## Assigned task:
Begin with the first line of the listing and quote every line through the one containing "Phrase -- unripe pepper"; give only those lines.

## Input for this task:
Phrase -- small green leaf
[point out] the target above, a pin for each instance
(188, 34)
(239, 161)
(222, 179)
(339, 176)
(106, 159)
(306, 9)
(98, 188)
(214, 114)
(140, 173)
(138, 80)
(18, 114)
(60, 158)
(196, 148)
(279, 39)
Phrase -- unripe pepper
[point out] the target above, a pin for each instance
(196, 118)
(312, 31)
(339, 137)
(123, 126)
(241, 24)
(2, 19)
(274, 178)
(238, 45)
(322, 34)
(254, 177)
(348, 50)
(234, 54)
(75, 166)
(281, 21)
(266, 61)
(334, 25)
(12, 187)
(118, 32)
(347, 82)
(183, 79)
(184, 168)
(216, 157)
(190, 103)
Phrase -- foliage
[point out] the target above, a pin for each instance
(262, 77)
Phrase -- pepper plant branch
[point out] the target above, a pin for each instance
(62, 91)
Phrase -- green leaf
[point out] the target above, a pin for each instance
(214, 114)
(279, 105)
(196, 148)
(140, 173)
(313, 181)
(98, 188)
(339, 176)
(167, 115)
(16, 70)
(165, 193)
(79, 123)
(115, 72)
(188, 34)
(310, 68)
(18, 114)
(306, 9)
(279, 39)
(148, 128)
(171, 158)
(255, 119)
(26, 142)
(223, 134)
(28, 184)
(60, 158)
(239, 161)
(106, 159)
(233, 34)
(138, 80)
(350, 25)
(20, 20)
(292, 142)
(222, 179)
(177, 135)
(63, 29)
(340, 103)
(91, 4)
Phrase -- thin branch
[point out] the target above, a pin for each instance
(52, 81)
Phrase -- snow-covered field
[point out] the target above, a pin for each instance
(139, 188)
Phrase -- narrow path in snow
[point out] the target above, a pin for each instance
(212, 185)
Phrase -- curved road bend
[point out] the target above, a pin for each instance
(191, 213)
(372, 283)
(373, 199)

## Result of the exercise:
Phrase -- small green leaf
[point out] the target above, a pin for each instance
(188, 34)
(239, 161)
(222, 179)
(339, 176)
(106, 159)
(306, 9)
(98, 188)
(214, 114)
(140, 173)
(138, 80)
(18, 114)
(60, 158)
(196, 148)
(279, 39)
Phrase -- unripe pepper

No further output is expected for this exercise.